**Exercise goal:**
Nothing other than the lines from the one containing "Point out the wristwatch" through the close of the entries below should be printed, each exactly.

────────────────

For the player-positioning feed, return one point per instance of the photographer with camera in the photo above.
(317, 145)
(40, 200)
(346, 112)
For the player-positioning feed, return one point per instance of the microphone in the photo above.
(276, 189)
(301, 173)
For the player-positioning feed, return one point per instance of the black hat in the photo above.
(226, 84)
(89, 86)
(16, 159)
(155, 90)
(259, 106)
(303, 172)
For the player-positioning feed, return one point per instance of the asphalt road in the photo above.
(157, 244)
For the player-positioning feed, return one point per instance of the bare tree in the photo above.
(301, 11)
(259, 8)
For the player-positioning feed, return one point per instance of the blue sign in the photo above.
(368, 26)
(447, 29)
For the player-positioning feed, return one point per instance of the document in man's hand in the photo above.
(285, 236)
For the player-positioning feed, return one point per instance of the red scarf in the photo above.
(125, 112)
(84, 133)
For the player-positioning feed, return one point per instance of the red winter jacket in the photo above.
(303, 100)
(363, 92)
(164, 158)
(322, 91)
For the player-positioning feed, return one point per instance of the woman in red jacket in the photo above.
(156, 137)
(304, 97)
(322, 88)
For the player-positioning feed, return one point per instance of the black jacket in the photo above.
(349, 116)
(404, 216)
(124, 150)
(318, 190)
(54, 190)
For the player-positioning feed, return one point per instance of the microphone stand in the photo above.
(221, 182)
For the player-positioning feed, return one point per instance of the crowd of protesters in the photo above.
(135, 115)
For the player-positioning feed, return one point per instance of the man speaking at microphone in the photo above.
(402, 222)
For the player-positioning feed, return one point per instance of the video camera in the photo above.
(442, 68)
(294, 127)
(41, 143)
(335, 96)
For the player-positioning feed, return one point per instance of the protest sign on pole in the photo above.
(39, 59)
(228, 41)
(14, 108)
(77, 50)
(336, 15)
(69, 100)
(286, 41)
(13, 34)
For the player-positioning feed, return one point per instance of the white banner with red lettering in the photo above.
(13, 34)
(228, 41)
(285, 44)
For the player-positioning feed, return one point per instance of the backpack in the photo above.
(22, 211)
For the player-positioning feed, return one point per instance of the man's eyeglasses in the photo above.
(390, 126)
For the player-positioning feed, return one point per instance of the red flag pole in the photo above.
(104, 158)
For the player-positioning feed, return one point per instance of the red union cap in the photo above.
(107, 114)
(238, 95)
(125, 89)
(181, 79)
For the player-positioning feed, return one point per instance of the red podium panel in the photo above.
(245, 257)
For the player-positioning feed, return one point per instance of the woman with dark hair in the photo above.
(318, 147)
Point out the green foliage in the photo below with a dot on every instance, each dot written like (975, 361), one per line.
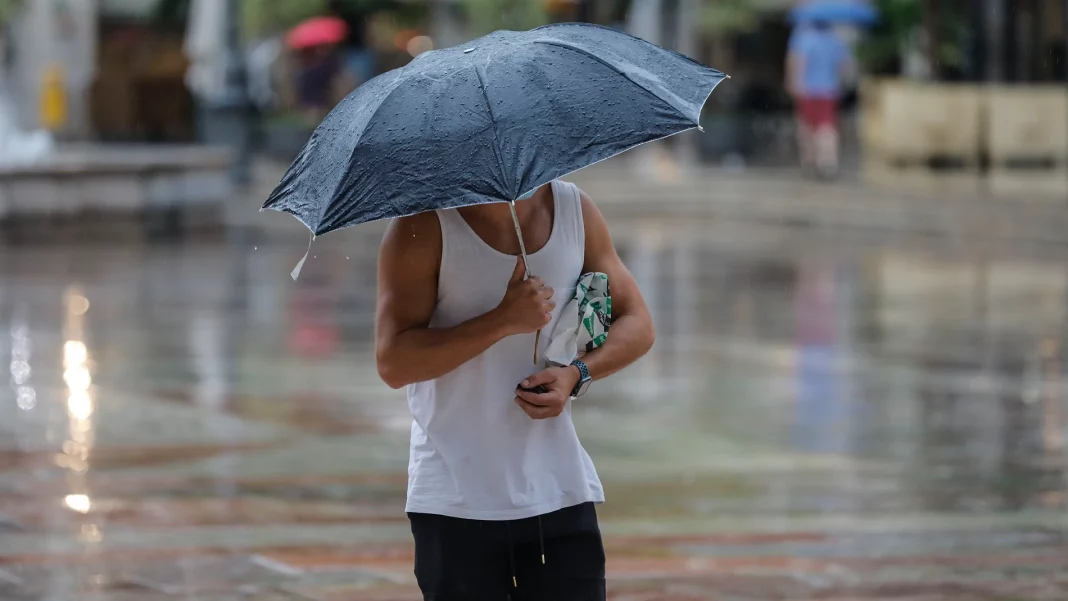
(491, 15)
(899, 21)
(729, 16)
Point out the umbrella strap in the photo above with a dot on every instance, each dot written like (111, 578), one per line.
(296, 270)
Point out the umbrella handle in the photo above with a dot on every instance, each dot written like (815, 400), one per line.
(527, 265)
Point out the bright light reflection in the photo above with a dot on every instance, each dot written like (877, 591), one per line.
(80, 406)
(26, 397)
(79, 304)
(79, 503)
(90, 533)
(75, 352)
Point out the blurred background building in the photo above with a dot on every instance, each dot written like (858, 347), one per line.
(858, 389)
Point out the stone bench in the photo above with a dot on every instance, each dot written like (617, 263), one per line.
(108, 178)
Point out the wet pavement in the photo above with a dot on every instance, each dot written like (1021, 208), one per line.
(827, 415)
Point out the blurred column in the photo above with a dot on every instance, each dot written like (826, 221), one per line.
(445, 26)
(56, 33)
(993, 13)
(229, 117)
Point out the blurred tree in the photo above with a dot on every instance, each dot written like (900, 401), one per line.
(8, 9)
(729, 16)
(901, 27)
(491, 15)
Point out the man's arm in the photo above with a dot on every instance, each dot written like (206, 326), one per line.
(795, 66)
(630, 336)
(407, 349)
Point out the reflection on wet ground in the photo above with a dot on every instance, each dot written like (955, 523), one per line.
(821, 418)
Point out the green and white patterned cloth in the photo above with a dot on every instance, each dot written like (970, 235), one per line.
(583, 323)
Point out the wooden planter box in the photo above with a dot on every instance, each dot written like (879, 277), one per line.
(1026, 124)
(910, 122)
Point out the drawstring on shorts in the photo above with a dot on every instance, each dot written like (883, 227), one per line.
(512, 549)
(512, 557)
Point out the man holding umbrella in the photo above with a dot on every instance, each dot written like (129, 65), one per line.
(502, 499)
(464, 148)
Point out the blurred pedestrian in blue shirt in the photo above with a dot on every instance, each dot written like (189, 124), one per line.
(816, 65)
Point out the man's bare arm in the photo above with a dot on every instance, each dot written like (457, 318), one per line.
(407, 349)
(631, 334)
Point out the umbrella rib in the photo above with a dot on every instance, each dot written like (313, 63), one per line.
(497, 142)
(590, 54)
(328, 208)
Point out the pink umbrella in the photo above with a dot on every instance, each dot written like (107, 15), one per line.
(318, 31)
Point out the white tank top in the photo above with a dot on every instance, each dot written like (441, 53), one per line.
(475, 454)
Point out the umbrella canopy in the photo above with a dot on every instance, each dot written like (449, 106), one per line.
(835, 12)
(318, 31)
(489, 121)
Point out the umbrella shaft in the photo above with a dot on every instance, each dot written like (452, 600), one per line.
(527, 267)
(519, 234)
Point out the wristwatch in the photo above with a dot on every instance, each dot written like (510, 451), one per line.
(584, 379)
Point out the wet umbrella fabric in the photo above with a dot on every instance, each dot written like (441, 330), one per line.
(488, 122)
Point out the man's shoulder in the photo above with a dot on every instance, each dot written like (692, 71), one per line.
(413, 234)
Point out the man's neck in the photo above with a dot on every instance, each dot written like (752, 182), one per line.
(501, 214)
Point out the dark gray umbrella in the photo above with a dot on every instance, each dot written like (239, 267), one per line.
(488, 122)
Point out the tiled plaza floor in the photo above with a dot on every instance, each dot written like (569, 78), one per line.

────────────────

**Output of the task:**
Point out the wristwatch in the photo above with a dot on every instance, each dot written like (510, 451), one per line.
(584, 379)
Point out the wet umbrella fabric in the photo above with a dot on every instance, each dot written like (441, 330), one per line.
(488, 122)
Point out the man's shoulder in the photo above with a dot on every instance, each dot written like (692, 71), one per line.
(413, 234)
Point out the man's neck in the photo above with a dot on every instance, each dot written like (752, 182), one per line.
(501, 214)
Point out the dark gray umbrella in the photo above with a dot on every instance, each dot written like (239, 267), one per line.
(488, 122)
Point out the tiled plaza floor in the photo above with a dot on every instance, each dot written like (569, 78), one per line.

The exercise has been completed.